§ Given passage:
____________

Black and White is a 1990 postmodern children's picture book by David Macaulay. Published by Houghton Mifflin Company, it received mixed reviews upon its release. It was the recipient of the Caldecott Medal for illustration in 1991. The book tells four overlapping stories, each drawn with a distinct visual style: "Seeing Things", about a boy on a train trip by himself, "Problem Parents", about siblings whose parents behave differently one night, "A Waiting Game", about people waiting for a train, and "Udder Chaos", about cows who escape and then return to their field.
Macaulay had the idea of creating a book about journeys in the 1980s and combined several previously unrelated sketches in order to form the four stories in the book. Owing to its metafictional structure, the book is considered a main example of a postmodern picture book. The book is designed to be interpreted in a number of different ways and can be frustrating for readers who wish to have a simple narrative they can absorb without thinking too much about. The text and pictures of the book both complement each other and provide a sense of tension as they are sometimes in opposition to each other. Black and White is credited with helping to advance the form of a picture book and is seen as a direct or indirect inspiration for several other picture books.

____________

§ Things to do:
A – Reproduce word for word the part of the passage about Black and White starting with "Black and White is a" and going on through "to their field.".
B – Name the stories that the passage about Black and White says the book tells.
C – Using the passage about Black and White, answer each question on its own line:
(i) Which company published the book?
(ii) What award did the book receive, and in what year?
(iii) In which decade did Macaulay have the idea of creating a book about journeys?

§ Collected data:
____________

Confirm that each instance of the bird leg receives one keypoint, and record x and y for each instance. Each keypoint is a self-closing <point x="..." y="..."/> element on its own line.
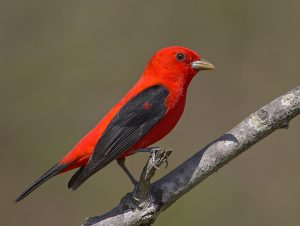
<point x="153" y="159"/>
<point x="121" y="163"/>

____________

§ Solutions to the problems:
A –
Black and White is a 1990 postmodern children's picture book by David Macaulay. Published by Houghton Mifflin Company, it received mixed reviews upon its release. It was the recipient of the Caldecott Medal for illustration in 1991. The book tells four overlapping stories, each drawn with a distinct visual style: "Seeing Things", about a boy on a train trip by himself, "Problem Parents", about siblings whose parents behave differently one night, "A Waiting Game", about people waiting for a train, and "Udder Chaos", about cows who escape and then return to their field.

B –
"Seeing Things"
"Problem Parents"
"A Waiting Game"
"Udder Chaos"

C –
(i) Houghton Mifflin Company
(ii) The Caldecott Medal, in 1991
(iii) The 1980s